**PROMPT**
Update the material from its start through the line containing "573), (48, 703)]", inclusive, by replacing "railing baluster" with "stair spindle" and keeping everything else the same. Leave the pictures out of what you return.

**DATASET RECORDS**
==============================

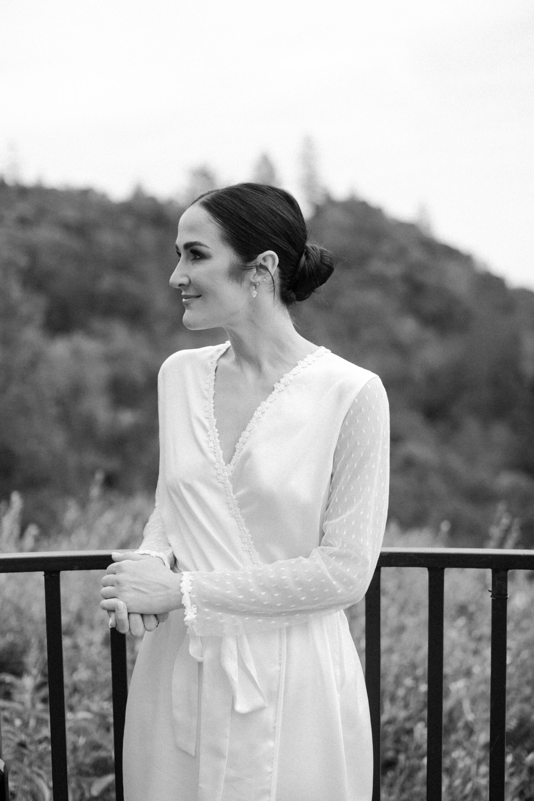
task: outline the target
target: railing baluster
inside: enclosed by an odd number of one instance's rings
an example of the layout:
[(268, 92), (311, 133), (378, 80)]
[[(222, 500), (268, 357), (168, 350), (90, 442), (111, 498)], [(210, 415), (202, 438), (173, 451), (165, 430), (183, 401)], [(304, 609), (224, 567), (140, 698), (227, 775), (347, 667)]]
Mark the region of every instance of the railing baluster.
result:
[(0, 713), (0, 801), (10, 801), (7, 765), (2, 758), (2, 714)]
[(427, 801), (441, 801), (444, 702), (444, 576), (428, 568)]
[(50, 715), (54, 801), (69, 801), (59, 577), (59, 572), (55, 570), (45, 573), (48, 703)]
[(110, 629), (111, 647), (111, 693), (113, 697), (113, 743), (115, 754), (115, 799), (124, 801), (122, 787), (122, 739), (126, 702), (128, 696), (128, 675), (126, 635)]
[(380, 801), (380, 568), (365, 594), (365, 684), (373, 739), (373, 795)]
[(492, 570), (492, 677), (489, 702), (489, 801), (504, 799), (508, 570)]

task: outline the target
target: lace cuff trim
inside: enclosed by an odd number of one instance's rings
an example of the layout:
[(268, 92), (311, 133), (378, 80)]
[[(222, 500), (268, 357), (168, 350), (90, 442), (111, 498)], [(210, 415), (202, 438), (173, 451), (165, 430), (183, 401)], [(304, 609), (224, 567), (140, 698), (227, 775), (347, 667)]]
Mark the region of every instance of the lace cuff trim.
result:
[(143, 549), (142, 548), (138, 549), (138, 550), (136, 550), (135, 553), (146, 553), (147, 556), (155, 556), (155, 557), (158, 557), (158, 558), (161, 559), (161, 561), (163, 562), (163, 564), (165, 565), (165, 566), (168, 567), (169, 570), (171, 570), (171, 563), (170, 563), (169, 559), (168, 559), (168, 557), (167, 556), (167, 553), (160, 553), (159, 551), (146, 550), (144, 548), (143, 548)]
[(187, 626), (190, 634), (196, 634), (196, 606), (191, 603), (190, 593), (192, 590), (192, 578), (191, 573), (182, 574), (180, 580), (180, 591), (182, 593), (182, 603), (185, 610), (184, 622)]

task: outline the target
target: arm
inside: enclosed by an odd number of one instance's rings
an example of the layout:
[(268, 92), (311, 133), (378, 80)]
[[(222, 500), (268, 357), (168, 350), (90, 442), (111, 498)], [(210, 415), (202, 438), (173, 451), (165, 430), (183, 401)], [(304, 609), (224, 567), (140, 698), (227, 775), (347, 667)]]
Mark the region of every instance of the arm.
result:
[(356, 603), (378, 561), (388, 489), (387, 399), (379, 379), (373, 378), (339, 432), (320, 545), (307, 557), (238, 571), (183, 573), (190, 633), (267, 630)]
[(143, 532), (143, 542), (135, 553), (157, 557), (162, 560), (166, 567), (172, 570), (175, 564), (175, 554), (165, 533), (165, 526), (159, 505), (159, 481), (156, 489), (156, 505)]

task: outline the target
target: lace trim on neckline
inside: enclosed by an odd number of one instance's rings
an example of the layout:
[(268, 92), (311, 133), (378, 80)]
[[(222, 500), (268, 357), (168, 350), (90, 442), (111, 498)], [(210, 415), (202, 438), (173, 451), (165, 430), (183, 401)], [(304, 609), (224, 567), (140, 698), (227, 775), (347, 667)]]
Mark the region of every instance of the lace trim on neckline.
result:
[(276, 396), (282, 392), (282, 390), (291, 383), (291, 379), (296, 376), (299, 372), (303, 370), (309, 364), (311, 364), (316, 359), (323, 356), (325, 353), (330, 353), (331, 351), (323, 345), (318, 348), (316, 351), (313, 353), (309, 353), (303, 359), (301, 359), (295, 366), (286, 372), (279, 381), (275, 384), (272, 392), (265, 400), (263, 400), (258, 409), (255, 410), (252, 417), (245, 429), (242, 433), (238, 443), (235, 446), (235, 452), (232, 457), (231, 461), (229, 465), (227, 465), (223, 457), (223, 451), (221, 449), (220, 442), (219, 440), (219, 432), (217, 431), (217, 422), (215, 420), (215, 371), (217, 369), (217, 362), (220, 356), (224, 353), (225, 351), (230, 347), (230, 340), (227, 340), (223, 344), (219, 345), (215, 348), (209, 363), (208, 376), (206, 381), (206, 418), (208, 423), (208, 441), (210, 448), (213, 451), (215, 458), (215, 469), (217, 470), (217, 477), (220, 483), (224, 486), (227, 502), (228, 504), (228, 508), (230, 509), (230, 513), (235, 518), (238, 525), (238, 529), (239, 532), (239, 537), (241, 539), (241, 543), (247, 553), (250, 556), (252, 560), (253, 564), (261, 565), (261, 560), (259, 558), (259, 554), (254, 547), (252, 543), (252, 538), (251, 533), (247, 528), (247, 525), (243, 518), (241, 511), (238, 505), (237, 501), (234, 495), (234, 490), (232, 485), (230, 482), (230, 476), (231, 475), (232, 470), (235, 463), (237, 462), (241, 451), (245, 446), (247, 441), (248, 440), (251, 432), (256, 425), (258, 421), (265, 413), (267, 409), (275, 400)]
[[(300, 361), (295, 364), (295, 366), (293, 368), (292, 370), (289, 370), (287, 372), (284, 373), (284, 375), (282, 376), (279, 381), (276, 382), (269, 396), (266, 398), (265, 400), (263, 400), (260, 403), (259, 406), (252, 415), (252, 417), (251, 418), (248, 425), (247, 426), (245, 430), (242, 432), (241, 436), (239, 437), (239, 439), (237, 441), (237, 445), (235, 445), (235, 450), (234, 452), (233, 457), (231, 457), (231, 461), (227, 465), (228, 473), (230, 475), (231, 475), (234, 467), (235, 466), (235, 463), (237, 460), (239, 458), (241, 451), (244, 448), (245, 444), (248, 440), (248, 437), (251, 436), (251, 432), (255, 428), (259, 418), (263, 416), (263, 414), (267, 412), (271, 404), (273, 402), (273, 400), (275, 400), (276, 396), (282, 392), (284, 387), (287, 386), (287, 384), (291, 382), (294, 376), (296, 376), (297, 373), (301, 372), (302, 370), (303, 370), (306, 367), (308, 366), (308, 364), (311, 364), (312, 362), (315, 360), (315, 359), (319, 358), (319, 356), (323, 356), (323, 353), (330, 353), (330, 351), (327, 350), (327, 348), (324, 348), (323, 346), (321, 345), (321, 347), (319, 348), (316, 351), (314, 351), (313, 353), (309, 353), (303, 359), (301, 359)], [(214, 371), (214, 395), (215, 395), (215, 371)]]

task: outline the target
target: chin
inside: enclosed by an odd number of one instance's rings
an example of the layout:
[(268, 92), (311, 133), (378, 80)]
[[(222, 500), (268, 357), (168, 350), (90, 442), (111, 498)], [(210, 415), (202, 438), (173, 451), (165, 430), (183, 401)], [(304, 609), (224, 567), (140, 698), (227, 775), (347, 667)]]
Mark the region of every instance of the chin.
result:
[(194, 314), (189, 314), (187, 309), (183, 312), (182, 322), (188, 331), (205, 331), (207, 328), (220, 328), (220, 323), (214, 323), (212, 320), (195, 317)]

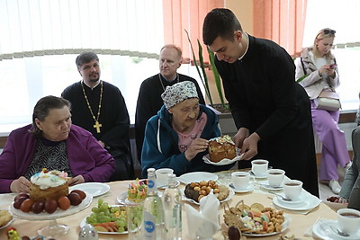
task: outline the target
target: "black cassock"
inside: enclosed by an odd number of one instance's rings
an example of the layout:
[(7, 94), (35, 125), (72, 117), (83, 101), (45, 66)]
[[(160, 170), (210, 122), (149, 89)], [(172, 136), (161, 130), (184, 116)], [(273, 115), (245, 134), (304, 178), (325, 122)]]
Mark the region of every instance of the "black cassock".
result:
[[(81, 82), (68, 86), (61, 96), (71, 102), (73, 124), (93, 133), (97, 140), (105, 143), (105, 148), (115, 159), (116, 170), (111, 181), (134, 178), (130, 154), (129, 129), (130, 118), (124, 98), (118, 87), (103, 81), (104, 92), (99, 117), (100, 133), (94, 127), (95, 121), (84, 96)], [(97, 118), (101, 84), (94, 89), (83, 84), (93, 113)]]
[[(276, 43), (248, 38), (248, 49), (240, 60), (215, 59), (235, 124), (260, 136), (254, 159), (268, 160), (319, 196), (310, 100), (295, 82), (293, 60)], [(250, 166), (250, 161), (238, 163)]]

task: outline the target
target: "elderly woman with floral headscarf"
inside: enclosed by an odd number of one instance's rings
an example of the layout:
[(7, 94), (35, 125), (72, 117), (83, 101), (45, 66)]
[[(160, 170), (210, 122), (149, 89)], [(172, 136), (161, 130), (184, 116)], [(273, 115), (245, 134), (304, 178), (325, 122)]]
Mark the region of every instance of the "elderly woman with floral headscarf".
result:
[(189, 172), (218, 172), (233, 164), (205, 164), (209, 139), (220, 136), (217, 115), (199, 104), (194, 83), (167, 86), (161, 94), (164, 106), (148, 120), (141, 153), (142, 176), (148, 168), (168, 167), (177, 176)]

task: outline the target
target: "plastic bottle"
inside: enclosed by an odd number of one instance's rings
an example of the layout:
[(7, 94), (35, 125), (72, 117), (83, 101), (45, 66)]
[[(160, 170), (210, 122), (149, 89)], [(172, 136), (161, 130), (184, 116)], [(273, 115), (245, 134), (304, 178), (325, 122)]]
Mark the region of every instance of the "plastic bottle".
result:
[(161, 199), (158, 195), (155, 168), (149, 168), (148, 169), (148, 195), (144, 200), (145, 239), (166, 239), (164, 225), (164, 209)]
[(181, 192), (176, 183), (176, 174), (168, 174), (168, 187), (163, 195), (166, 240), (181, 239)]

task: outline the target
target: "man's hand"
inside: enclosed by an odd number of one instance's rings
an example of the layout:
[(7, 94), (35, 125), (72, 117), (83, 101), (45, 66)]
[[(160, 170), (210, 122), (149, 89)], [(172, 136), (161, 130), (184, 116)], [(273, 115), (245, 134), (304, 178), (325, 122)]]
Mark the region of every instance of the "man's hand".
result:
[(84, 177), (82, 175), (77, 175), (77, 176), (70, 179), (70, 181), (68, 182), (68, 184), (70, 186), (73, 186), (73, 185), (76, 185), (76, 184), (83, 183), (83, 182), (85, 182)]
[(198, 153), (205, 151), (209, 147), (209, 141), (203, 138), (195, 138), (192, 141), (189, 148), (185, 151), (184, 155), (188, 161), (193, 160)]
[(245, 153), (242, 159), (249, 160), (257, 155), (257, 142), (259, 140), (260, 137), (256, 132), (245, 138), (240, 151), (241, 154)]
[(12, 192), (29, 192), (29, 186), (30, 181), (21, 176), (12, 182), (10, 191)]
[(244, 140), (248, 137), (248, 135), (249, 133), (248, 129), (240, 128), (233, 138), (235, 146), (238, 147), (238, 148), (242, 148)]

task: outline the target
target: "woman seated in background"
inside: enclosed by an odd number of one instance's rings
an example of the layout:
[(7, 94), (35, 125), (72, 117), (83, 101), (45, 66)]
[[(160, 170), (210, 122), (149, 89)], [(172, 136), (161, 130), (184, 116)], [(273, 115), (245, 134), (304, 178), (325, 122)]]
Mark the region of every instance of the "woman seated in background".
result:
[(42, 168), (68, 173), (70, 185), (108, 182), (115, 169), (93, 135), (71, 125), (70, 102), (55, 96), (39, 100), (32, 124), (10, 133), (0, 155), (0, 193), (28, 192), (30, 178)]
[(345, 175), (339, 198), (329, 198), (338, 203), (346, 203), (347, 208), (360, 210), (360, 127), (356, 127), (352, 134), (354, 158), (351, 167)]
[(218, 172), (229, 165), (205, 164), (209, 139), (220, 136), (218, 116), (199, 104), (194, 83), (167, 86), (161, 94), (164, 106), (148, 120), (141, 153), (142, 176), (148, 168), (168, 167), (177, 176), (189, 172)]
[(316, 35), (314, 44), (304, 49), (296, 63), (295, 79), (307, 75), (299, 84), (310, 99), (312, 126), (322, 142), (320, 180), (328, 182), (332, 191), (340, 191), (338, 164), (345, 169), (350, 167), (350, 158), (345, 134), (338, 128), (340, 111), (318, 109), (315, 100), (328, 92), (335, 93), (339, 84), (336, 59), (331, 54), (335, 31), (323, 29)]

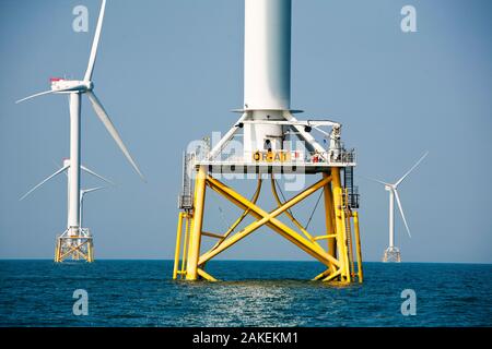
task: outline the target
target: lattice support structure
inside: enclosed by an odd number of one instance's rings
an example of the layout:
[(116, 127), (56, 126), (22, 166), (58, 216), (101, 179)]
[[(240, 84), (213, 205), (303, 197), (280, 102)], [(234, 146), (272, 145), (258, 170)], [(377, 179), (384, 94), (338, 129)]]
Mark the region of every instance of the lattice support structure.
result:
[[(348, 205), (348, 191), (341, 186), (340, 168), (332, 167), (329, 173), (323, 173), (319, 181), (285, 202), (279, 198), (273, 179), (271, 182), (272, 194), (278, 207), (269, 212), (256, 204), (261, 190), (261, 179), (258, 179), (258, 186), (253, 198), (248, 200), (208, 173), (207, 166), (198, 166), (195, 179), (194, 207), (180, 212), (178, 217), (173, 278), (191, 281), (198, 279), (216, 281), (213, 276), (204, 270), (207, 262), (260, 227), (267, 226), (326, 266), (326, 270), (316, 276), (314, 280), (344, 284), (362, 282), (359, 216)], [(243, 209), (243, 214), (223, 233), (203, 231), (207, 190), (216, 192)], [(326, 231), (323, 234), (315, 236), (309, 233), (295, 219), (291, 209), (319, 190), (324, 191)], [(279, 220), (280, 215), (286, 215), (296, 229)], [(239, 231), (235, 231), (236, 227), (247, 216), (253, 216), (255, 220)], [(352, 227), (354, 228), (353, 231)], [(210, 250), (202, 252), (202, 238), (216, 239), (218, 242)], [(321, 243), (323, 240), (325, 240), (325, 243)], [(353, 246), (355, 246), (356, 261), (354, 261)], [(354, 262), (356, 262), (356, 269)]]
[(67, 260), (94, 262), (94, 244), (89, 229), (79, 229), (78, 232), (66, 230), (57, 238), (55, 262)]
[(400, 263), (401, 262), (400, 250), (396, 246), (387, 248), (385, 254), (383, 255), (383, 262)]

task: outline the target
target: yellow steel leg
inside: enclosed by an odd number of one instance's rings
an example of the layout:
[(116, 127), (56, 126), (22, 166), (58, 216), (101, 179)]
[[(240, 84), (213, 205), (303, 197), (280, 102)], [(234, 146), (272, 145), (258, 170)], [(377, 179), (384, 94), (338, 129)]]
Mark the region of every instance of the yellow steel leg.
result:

==============================

**EXPECTED ANSWER**
task: outline the target
target: stair spindle
inside: enclosed by an odd number of one instance's rings
an example of the layout:
[(268, 92), (311, 133), (378, 80)]
[[(222, 500), (268, 357), (168, 350), (90, 442), (111, 498)], [(210, 415), (202, 438), (173, 451), (165, 430), (183, 401)], [(304, 609), (224, 567), (140, 698), (227, 775), (347, 667)]]
Mark the region of every instance of the stair spindle.
result:
[(0, 713), (0, 801), (10, 801), (7, 765), (2, 758), (2, 714)]
[(427, 801), (441, 801), (444, 702), (444, 576), (428, 568)]
[(50, 715), (54, 801), (69, 801), (59, 577), (59, 572), (55, 570), (45, 573), (48, 703)]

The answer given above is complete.